### WHAT IS BEING ASKED
Rewrite only the stretch from the line containing "Target = white pillow" through the line containing "x=381 y=241", keeping every line, and offset each coordinate in the answers by -48.

———

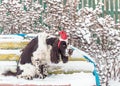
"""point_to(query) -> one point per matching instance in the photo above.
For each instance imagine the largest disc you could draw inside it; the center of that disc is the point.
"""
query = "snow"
(75, 79)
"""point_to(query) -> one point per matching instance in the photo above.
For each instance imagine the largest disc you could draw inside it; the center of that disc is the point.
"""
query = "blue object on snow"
(95, 72)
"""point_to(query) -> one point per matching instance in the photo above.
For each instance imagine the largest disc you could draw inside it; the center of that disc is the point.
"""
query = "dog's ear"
(55, 58)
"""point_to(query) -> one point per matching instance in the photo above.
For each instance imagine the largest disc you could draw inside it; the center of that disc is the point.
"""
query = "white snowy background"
(86, 29)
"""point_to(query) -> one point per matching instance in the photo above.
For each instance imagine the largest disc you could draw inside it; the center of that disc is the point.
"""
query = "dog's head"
(60, 50)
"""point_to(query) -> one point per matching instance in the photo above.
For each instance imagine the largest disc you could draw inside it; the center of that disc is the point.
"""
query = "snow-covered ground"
(75, 79)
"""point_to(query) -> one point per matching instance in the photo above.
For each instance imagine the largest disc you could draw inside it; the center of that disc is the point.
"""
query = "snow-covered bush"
(86, 29)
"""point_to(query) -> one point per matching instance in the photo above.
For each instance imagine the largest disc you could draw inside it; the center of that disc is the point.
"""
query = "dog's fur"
(38, 53)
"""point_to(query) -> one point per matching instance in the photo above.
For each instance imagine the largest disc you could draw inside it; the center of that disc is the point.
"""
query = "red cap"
(63, 35)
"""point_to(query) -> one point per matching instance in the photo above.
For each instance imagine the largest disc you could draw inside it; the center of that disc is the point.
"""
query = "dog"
(38, 53)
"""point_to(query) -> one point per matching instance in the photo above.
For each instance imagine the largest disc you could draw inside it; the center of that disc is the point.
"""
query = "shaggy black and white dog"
(39, 52)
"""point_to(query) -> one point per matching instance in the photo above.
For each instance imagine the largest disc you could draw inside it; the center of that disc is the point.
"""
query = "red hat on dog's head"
(63, 35)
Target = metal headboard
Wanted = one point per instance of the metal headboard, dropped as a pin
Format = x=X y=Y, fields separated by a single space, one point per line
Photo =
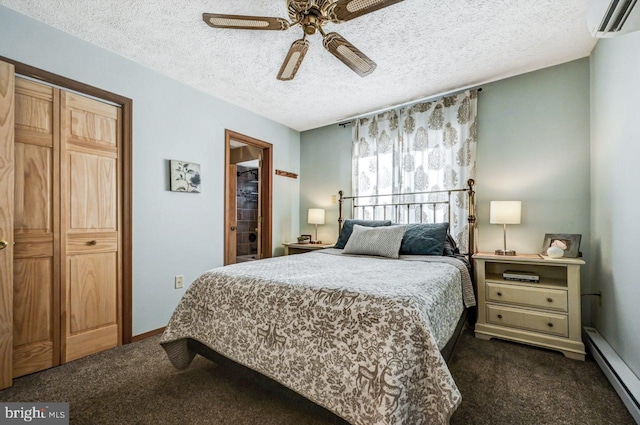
x=416 y=200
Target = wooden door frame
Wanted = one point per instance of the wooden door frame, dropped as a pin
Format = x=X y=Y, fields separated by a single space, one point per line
x=266 y=183
x=126 y=164
x=7 y=108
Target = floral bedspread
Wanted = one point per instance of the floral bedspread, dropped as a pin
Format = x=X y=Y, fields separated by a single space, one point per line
x=358 y=335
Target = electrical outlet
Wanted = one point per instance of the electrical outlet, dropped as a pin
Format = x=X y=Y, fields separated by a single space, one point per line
x=179 y=281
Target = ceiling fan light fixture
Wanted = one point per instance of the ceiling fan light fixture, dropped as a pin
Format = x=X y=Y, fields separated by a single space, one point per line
x=345 y=10
x=227 y=22
x=245 y=22
x=349 y=54
x=293 y=60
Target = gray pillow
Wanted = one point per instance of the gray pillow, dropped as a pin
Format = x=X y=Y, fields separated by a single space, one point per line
x=424 y=239
x=382 y=241
x=347 y=228
x=450 y=246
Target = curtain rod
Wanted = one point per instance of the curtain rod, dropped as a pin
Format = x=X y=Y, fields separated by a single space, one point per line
x=349 y=121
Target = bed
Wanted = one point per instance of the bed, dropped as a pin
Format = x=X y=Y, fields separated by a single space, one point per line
x=360 y=335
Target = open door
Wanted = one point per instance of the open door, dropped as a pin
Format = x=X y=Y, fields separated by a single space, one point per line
x=231 y=215
x=241 y=149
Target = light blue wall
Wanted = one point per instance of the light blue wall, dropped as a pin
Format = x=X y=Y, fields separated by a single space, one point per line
x=615 y=202
x=533 y=146
x=325 y=164
x=173 y=233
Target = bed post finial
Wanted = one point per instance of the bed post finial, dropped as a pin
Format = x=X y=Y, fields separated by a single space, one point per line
x=472 y=217
x=340 y=202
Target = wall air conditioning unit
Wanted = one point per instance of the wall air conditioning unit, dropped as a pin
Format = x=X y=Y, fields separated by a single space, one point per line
x=608 y=18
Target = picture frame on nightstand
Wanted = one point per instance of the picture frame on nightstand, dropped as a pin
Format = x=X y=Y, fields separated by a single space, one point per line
x=568 y=242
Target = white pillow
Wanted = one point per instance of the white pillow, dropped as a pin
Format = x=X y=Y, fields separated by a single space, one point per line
x=381 y=241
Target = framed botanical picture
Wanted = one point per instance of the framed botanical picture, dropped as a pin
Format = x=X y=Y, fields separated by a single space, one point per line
x=185 y=176
x=570 y=243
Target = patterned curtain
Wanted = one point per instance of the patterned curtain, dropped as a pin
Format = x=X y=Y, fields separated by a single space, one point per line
x=428 y=146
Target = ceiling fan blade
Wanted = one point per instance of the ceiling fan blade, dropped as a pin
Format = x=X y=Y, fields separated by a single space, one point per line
x=348 y=54
x=293 y=60
x=245 y=22
x=345 y=10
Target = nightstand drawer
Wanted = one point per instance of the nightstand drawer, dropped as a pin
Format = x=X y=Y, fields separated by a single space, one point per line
x=549 y=323
x=550 y=299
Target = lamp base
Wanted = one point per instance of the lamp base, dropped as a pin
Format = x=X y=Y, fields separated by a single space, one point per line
x=509 y=252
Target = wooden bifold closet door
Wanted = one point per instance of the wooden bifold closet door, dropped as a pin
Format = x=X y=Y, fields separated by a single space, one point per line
x=66 y=213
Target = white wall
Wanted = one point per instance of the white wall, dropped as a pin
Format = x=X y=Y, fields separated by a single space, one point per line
x=173 y=233
x=533 y=146
x=615 y=203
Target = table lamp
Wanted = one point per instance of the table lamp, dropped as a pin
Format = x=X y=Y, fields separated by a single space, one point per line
x=505 y=212
x=316 y=216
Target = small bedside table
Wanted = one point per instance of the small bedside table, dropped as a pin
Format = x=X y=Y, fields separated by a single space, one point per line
x=299 y=248
x=546 y=314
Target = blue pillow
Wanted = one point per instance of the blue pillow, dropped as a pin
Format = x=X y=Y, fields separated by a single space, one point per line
x=347 y=229
x=424 y=239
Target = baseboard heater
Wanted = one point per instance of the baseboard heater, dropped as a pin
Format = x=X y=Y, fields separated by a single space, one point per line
x=623 y=380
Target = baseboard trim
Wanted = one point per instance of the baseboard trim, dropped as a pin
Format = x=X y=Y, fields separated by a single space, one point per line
x=623 y=380
x=146 y=335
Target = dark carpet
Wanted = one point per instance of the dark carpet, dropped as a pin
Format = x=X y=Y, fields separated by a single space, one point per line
x=500 y=382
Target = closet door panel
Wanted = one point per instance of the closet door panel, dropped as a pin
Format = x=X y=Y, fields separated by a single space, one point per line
x=33 y=200
x=91 y=308
x=36 y=254
x=94 y=196
x=33 y=313
x=92 y=291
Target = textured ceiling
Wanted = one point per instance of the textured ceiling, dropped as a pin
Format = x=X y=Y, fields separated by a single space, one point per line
x=422 y=48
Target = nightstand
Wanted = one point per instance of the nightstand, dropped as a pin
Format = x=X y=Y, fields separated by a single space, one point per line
x=299 y=248
x=546 y=314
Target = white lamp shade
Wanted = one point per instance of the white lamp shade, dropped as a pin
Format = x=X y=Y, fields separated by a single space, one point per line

———

### RESULT
Target = white pillow
Wanted = one point per instance of the white pillow, dropped as a pin
Format = x=X y=Y, fields separated by a single space, one point per line
x=333 y=193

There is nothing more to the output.